Data entries
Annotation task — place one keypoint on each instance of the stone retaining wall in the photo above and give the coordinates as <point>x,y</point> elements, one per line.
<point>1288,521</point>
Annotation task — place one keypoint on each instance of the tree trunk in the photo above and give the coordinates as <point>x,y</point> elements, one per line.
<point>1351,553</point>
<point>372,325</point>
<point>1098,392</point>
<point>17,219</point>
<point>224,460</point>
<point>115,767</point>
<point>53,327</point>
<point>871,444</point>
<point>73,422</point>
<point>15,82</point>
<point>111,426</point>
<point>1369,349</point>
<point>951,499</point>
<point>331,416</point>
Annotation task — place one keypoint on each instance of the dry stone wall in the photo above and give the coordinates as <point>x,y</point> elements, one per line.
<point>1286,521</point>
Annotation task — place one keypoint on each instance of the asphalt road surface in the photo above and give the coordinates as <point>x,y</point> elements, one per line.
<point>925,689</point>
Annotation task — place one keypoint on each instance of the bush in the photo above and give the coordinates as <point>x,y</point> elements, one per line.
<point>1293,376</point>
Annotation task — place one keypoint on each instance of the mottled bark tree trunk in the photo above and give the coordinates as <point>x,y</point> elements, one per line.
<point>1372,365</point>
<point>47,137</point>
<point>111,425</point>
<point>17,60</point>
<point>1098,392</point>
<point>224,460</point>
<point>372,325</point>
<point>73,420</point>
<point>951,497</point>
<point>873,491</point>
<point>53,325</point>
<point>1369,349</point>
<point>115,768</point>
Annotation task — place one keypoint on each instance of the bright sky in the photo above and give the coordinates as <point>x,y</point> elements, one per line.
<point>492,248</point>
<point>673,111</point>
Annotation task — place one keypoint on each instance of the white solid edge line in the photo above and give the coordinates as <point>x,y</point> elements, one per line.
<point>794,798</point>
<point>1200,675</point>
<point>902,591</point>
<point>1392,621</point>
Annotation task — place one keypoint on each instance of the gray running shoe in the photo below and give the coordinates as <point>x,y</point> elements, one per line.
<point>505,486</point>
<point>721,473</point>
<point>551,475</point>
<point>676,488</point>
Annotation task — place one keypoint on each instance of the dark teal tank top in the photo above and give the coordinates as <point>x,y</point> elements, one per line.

▶ TASK REQUIREMENTS: Without leaving anything out, transcribe the records above exactly.

▶ OUTPUT BELOW:
Annotation task — place one keypoint on each instance of the stone retaining wall in the photo above and give the coordinates as <point>x,y</point> elements, one per line.
<point>1288,521</point>
Annotation task — place one keypoint on each instance of the tree trunk in the photo above and give the coordinates as <point>x,y</point> elements, one per line.
<point>1351,553</point>
<point>372,325</point>
<point>1098,392</point>
<point>17,219</point>
<point>224,460</point>
<point>115,767</point>
<point>53,327</point>
<point>871,444</point>
<point>73,422</point>
<point>15,82</point>
<point>111,426</point>
<point>1369,349</point>
<point>951,499</point>
<point>331,416</point>
Annotation task — place one keypoint on each instance of the dry stone wall in the photo above and give the coordinates as <point>x,y</point> elements, one per line.
<point>1286,521</point>
Annotation task — place one keypoint on each instance of the asphalt road surface in the photo above and give the coordinates as <point>x,y</point> elements, one per line.
<point>925,689</point>
Annotation task — place one keypoint on each instance of the bush in the photo above and give the coordinates as <point>x,y</point> elements, one per line.
<point>1293,376</point>
Annotation task — place one keypoint on each instance of the mottled bark tree trunk in the photo above and give the coordinates as <point>x,y</point> elements, one per line.
<point>1372,365</point>
<point>47,137</point>
<point>111,425</point>
<point>17,60</point>
<point>1098,392</point>
<point>224,460</point>
<point>372,325</point>
<point>73,420</point>
<point>951,497</point>
<point>873,491</point>
<point>53,325</point>
<point>1369,349</point>
<point>115,768</point>
Annotation task — place one keypoint on each instance of the bright sky in the photo above and give the coordinates as <point>x,y</point> elements, one per line.
<point>492,248</point>
<point>673,111</point>
Annotation task — place one keypoint on each instance of the white solid edge line in the photo above and give the coordinates as <point>x,y</point> elements, one per line.
<point>794,798</point>
<point>1200,675</point>
<point>902,591</point>
<point>1392,621</point>
Annotation task — place one keypoint on each instance of the gray running shoe in the photo below and give the coordinates as <point>x,y</point> elements, one per line.
<point>505,486</point>
<point>721,473</point>
<point>551,475</point>
<point>676,488</point>
Annotation task — place one keypoint on each instance of the dark teal tank top in the photo above and give the coordinates as <point>x,y</point> elements, one per line.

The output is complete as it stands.